◆ Work task:
Repeat the following entries verbatim, apart from the pictures.

Top of Records supplied

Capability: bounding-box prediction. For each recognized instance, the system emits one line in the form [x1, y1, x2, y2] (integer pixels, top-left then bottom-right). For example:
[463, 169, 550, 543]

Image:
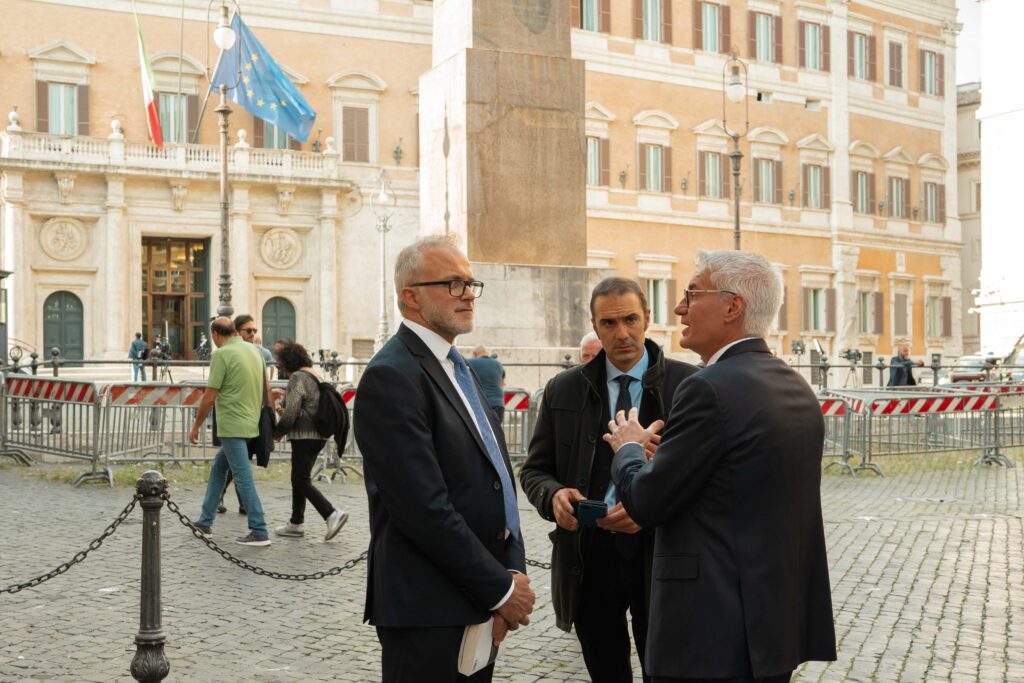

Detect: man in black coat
[887, 342, 923, 386]
[354, 235, 535, 683]
[521, 278, 697, 682]
[605, 250, 836, 683]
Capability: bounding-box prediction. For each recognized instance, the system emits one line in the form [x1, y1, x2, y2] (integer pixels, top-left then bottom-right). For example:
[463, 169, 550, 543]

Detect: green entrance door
[262, 297, 296, 346]
[42, 291, 84, 360]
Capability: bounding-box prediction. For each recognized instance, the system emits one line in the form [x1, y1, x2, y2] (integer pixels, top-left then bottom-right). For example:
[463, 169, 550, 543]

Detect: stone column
[104, 174, 129, 359]
[229, 184, 251, 317]
[419, 0, 586, 266]
[0, 172, 26, 350]
[833, 244, 861, 356]
[318, 189, 339, 351]
[828, 0, 853, 234]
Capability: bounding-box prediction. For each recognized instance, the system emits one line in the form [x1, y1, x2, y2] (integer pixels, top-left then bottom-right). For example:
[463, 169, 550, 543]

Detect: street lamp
[722, 54, 750, 251]
[208, 0, 241, 317]
[371, 172, 397, 351]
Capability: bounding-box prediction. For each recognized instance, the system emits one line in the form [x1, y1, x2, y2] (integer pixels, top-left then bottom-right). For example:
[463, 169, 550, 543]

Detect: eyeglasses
[682, 288, 736, 307]
[241, 327, 258, 334]
[409, 279, 484, 298]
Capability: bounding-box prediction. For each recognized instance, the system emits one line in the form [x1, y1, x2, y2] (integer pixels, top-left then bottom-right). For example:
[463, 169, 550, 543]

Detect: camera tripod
[842, 361, 862, 388]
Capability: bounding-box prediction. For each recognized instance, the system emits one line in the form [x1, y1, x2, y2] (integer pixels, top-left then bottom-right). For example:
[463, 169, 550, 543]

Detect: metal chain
[525, 558, 552, 571]
[1, 494, 141, 595]
[162, 493, 367, 580]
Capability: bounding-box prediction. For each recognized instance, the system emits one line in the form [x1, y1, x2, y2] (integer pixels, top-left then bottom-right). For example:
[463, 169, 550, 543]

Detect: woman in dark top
[273, 341, 348, 541]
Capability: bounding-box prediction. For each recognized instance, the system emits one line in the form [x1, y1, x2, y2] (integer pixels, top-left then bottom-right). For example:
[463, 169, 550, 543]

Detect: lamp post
[209, 0, 239, 317]
[722, 54, 749, 251]
[371, 172, 397, 351]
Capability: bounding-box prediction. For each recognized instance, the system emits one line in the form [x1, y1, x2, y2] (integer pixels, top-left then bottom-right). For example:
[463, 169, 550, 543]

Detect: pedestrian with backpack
[128, 332, 149, 382]
[272, 341, 348, 541]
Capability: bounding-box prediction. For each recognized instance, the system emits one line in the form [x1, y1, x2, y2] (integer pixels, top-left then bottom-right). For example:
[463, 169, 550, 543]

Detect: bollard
[50, 347, 60, 377]
[130, 471, 170, 682]
[876, 358, 887, 387]
[819, 356, 830, 390]
[30, 351, 38, 376]
[562, 353, 574, 369]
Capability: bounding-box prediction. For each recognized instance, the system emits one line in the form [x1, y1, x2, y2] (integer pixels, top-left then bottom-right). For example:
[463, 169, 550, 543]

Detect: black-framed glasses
[409, 279, 484, 298]
[683, 288, 736, 307]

Bottom of Records supplied

◆ Finished task:
Capability: bounding-box prediction. For each recognized instance, the system emits one line in the form [x1, y1, x2, y2] (integer pixels, top-left then bottom-right). For example:
[463, 169, 550, 543]

Image:

Detect: man in black coat
[887, 342, 923, 386]
[354, 235, 535, 683]
[521, 278, 697, 682]
[605, 250, 836, 683]
Capability: bounding-box prediction. For each recognized instance, the system emits one line in the form [x1, y1, x2, y2] (integer pixels, top-left then bottom-right). For example:
[463, 169, 550, 543]

Detect: green entrance door
[262, 297, 296, 346]
[42, 291, 84, 360]
Capability: bounding-box prediction. For each recognized instance, the system emits one line in the form [x1, y1, x2, y2] (integer pixels, top-left then bottom-right). For example:
[463, 169, 550, 543]

Detect: stone column
[104, 174, 129, 359]
[229, 184, 251, 317]
[419, 0, 586, 266]
[0, 172, 26, 350]
[833, 244, 861, 356]
[318, 189, 339, 351]
[828, 0, 853, 234]
Capability: bounding-box prediction. For each recognized instance, the system emits one line in the form [x1, y1, x2, y2] (integer pixels, top-left then bottom-right). For example:
[463, 169, 550, 543]

Detect: street lamp
[722, 54, 750, 251]
[208, 0, 241, 317]
[371, 172, 397, 351]
Capability: bounding-box prediction. For each recognized instance, the system emits one line in the form [x1, y1, x2, y2] (integer pixels, top-left then bottom-right). For example:
[463, 169, 550, 543]

Detect: eyeglasses
[682, 288, 736, 307]
[241, 327, 258, 334]
[409, 279, 484, 298]
Capability: bounding-box prediction. For each recognized instance, the system emits one line in the form [x1, y1, x2, y2] (integer pixels, top-left then bottom-right). For example:
[463, 169, 550, 543]

Detect: camera tripod
[842, 361, 862, 388]
Capability: bounding-box prediction. For each recognized instance, the system emits one line in the form [x1, y1, x2, y2] (integer pixels, top-left then bottom-right). For example:
[463, 169, 550, 543]

Detect: metal chain
[525, 558, 552, 571]
[1, 494, 141, 595]
[162, 493, 367, 580]
Capability: bounding-box prediction. For each recognized instance, the system emits one line in the form [x1, y1, x2, y2] (integer pixels, top-left then bottom-right). For example:
[463, 169, 550, 543]

Detect: woman in dark top
[273, 341, 348, 541]
Capability: bounding-box prediction. For each recognized instance, the system emits one line in the form [x1, y1, x2, y2] (integer pixels, top-left then bottom-right). For example:
[463, 169, 550, 543]

Detect: lamp post
[209, 0, 239, 317]
[722, 54, 749, 251]
[371, 172, 397, 351]
Capability: bounding-box prediction. For each recognized instance, the system emits one line in the form [x1, y1, x2, y2] (integer pixels, top-left then bottom-right). For example:
[463, 169, 550, 543]

Detect: pedestrian with backpack
[128, 332, 149, 382]
[272, 341, 348, 541]
Capability: bounding-box prediction. For each recognized instance, the system emits one line in the form [x1, y1, x2, y2] (integer pixels, top-left then bottom-right). For example:
[463, 169, 550, 543]

Detect: bollard
[50, 347, 60, 377]
[130, 471, 170, 682]
[876, 358, 887, 387]
[819, 356, 830, 390]
[30, 351, 38, 376]
[562, 353, 574, 369]
Capability: bounding-box prediction. For each recognized instance, the system emits one line in the form [x1, y1, x2, y2] (integer pixels, top-left then bottom-right). For example:
[463, 169, 550, 543]

Detect: black-framed glasses
[409, 279, 484, 298]
[683, 288, 736, 307]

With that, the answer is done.